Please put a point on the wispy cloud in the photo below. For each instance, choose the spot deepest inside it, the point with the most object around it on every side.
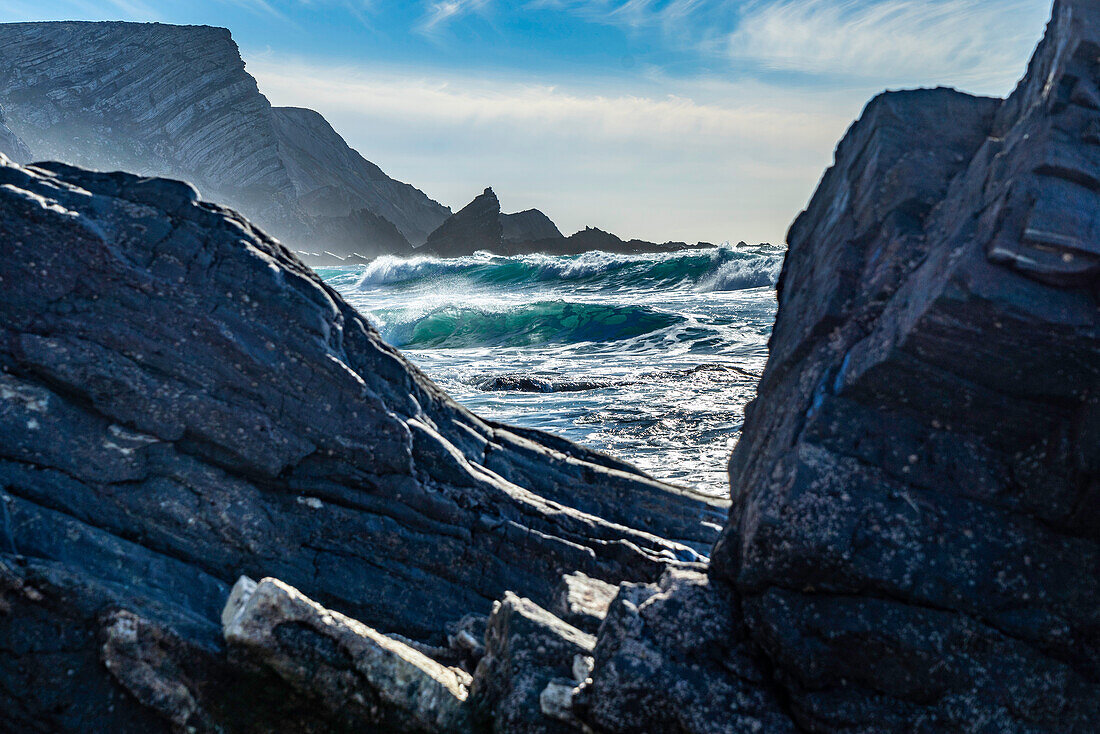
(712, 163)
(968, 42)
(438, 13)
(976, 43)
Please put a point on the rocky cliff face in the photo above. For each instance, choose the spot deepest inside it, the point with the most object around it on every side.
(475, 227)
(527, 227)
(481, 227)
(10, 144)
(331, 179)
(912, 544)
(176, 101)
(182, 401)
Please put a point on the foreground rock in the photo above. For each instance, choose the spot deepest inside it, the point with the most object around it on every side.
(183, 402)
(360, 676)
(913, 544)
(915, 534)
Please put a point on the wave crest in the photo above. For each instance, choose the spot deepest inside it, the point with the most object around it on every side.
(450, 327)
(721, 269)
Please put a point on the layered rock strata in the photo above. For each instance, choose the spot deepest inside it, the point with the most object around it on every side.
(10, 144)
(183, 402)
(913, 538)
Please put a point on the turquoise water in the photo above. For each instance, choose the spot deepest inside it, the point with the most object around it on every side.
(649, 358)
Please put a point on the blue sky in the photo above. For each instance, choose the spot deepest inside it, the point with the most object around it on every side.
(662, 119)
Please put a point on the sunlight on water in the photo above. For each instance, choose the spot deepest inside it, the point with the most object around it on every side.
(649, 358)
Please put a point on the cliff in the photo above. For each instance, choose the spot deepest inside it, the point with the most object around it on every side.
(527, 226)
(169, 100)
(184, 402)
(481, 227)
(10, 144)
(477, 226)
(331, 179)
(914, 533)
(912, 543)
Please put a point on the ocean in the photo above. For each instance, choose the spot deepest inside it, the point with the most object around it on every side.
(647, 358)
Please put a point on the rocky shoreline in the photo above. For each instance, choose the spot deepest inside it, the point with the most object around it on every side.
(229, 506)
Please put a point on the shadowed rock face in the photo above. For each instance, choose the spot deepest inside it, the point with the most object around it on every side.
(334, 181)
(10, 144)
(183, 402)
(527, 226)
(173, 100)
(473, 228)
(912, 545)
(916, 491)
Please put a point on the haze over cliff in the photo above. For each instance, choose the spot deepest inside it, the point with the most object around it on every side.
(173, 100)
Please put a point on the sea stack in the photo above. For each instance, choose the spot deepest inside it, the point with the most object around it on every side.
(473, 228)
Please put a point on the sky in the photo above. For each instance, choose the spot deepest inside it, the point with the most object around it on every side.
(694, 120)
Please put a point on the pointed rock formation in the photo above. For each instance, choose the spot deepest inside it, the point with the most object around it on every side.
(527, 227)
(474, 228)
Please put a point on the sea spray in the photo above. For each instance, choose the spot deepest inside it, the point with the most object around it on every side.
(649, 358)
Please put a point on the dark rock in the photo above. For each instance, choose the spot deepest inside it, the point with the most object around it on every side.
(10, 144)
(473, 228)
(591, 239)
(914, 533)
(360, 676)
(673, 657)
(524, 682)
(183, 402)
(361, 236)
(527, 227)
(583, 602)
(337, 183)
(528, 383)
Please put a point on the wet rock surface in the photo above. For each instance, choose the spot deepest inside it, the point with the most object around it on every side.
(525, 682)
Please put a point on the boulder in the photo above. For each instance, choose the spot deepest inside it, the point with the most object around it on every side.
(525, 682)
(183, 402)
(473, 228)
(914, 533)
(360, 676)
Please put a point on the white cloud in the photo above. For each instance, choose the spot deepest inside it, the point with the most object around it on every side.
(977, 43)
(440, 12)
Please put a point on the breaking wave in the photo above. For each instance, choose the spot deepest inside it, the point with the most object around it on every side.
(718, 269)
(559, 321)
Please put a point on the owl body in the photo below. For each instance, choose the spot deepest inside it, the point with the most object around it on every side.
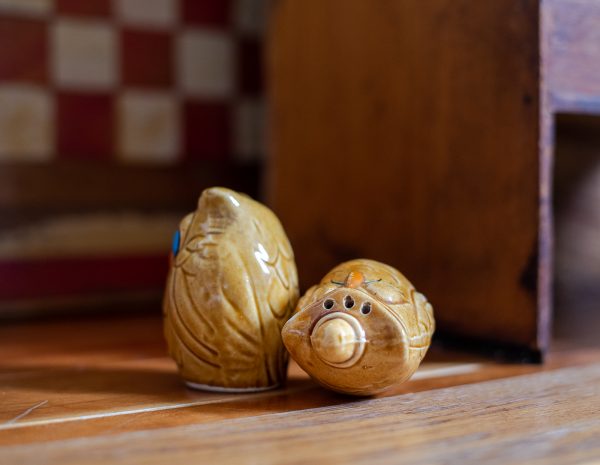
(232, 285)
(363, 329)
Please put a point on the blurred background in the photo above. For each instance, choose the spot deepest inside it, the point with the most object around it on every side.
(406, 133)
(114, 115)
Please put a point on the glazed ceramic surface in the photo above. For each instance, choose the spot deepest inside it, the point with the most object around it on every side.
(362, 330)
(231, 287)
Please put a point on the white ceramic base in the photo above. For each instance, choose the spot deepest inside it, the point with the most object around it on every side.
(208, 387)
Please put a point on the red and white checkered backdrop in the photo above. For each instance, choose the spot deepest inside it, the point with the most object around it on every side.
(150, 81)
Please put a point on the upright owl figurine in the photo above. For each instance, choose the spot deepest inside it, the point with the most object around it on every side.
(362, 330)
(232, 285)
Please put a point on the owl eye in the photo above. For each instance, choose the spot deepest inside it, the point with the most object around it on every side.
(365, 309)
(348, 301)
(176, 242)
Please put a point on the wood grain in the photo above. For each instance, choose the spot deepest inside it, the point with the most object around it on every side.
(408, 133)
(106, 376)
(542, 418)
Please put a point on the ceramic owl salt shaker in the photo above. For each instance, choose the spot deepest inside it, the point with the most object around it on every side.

·····

▸ Aim of the task: Could you set out every line of the listing above as a Markdown table with the columns Row and Line, numbering each row and skipping blank lines? Leave the pictures out.

▸ Completed exercise:
| Row | Line |
|---|---|
| 1 | Please put a point on the wispy cloud in the photo below. For each instance, choose the spot deepest inside it, the point with the most object around it on every side. |
| 2 | (712, 163) |
| 3 | (968, 42) |
| 4 | (438, 13) |
| 5 | (976, 43) |
| 6 | Please put a point on the rocky cliff face in the photo above. For each instance, choose the spot deepest inside it, the point with the most object around it on every side. |
| 7 | (475, 227) |
| 8 | (527, 227) |
| 9 | (481, 227) |
| 10 | (10, 144) |
| 11 | (331, 179) |
| 12 | (912, 544) |
| 13 | (176, 101) |
| 14 | (182, 401) |
| 15 | Please put a point on the foreground rock in the photo above. For each instance, choose the spot deepest inside it, the point with the most object around it on every side. |
| 16 | (183, 402) |
| 17 | (360, 676) |
| 18 | (913, 544) |
| 19 | (915, 534) |
| 20 | Please put a point on the wave crest in the photo above. For each instance, choose the spot deepest inside it, the point with the most object around it on every side. |
| 21 | (450, 327) |
| 22 | (721, 269) |
| 23 | Please put a point on the layered rock strata in the photo above. For each instance, choose the spot deepest inside it, the point with the most object around it on every side. |
| 24 | (10, 144) |
| 25 | (183, 402) |
| 26 | (913, 538) |
| 27 | Please put a point on the turquoise water in the photo above. For each instance, choose the spot deepest inside it, the point with the most object around it on every side. |
| 28 | (649, 358) |
| 29 | Please put a point on the blue sky in the photo above. For each instance, choose the spot deepest inside it, the point with the most object around it on every side. |
| 30 | (662, 119) |
| 31 | Please put a point on the sunlight on water in the photo above. For each instance, choose the spot deepest inside it, the point with the most object around it on every side. |
| 32 | (649, 358) |
| 33 | Please put a point on the cliff in the photo above. For each instance, choose the spot deepest inside it, the point with the most object around it on every side. |
| 34 | (527, 226) |
| 35 | (169, 100) |
| 36 | (184, 402) |
| 37 | (481, 227) |
| 38 | (10, 144) |
| 39 | (477, 226) |
| 40 | (331, 179) |
| 41 | (914, 533) |
| 42 | (912, 543) |
| 43 | Please put a point on the ocean in the photo above. For each instance, choose the spot deepest inside it, the point with the most object around it on every side. |
| 44 | (647, 358) |
| 45 | Please put a point on the rocky shoreline in the photo above. For each instance, choose the spot deepest inside it, the point with the most object around it on every side. |
| 46 | (229, 506) |
| 47 | Please put a point on the shadowed rock face in the photo above. For each instance, choose the spot deepest inside it, the point with the most object around it on every side. |
| 48 | (334, 181) |
| 49 | (10, 144) |
| 50 | (183, 402) |
| 51 | (527, 226) |
| 52 | (173, 100) |
| 53 | (473, 228) |
| 54 | (912, 545) |
| 55 | (916, 491) |
| 56 | Please put a point on the haze over cliff in the photo above. For each instance, choose the spot deepest inside it, the point with the most object around it on every side. |
| 57 | (173, 100) |
| 58 | Please put a point on the sea stack in the photo above. For each instance, choose the spot deepest inside it, the point with the most object around it on every side. |
| 59 | (473, 228) |
| 60 | Please put a point on the sky in the photo above. For each instance, choose the spot deepest inside it, the point with the most object around it on every side. |
| 61 | (694, 120) |
| 62 | Please put a point on the pointed rock formation in the photo above. For each instance, choose the spot deepest inside it, the point with the most object around it on every side. |
| 63 | (527, 227) |
| 64 | (474, 228) |
| 65 | Please put a point on the sea spray in the photo above. For each instance, choose the spot deepest inside it, the point with the most object around it on every side. |
| 66 | (649, 358) |
| 67 | Please put a point on the dark rock in the photo above. For each instance, choose the spot deepest inside it, the point with the most object around it on every side. |
| 68 | (10, 144) |
| 69 | (473, 228) |
| 70 | (591, 239) |
| 71 | (914, 533) |
| 72 | (360, 676) |
| 73 | (673, 657) |
| 74 | (524, 682) |
| 75 | (183, 402) |
| 76 | (361, 236) |
| 77 | (527, 227) |
| 78 | (583, 602) |
| 79 | (337, 183) |
| 80 | (528, 383) |
| 81 | Please put a point on the wet rock surface in the photo above. For each instance, choose the spot deepest inside it, the point with the most object around it on every side. |
| 82 | (525, 682) |
| 83 | Please put a point on the boulder in the photo above. For each instance, choose the spot deepest inside it, the point with the most object around it on every side. |
| 84 | (525, 682) |
| 85 | (183, 402) |
| 86 | (473, 228) |
| 87 | (914, 533) |
| 88 | (360, 676) |
| 89 | Please put a point on the white cloud in the photo above. For each instance, choose the spot deepest inside it, the point with the most object around it on every side. |
| 90 | (977, 43) |
| 91 | (440, 12) |
| 92 | Please put a point on the breaking wave in the photo above. For each instance, choose the spot deepest inside it, the point with the most object around it on every side. |
| 93 | (718, 269) |
| 94 | (559, 321) |
| 95 | Please put a point on the owl body in the photo below. For each instance, choose the spot deepest inside it, the point with the most object around it on every side. |
| 96 | (232, 285) |
| 97 | (363, 329) |
| 98 | Please put a point on the blurred background in the photo above. For each instance, choose the spot deepest inside it, the point with the most object around it on every side. |
| 99 | (406, 133) |
| 100 | (114, 115) |
| 101 | Please put a point on the glazed ceramic surface in the photo above. For each instance, choose the spot deepest inside it, the point with the most object around it on every side. |
| 102 | (362, 330) |
| 103 | (231, 287) |
| 104 | Please put a point on the white ceramic base in the photo above. For each instance, choose the spot deepest inside it, the point with the most object around it on every side. |
| 105 | (208, 387) |
| 106 | Please put a point on the red and white checkered backdrop in the photo above. For each instance, choose the spot deepest inside it, the point with the most object around it on every side. |
| 107 | (150, 81) |
| 108 | Please put a point on the upright owl figurine in the photo above. For each instance, choose the spot deepest inside it, the point with the most object around it on every side. |
| 109 | (362, 330) |
| 110 | (232, 285) |
| 111 | Please put a point on the owl eye in the photo above. For each instance, choose the spot deepest inside it, the point with the most object around it on every side. |
| 112 | (365, 309) |
| 113 | (348, 301) |
| 114 | (176, 242) |
| 115 | Please put a point on the wood grain in the photo above. For each instance, choose the spot deepest inside it, the point with the most object around it on every side. |
| 116 | (408, 133) |
| 117 | (106, 376) |
| 118 | (542, 418) |
| 119 | Please put a point on the ceramic owl salt shaker in the photo above. For each instance, choose the spot deepest inside it, the point with the most object around it on every side. |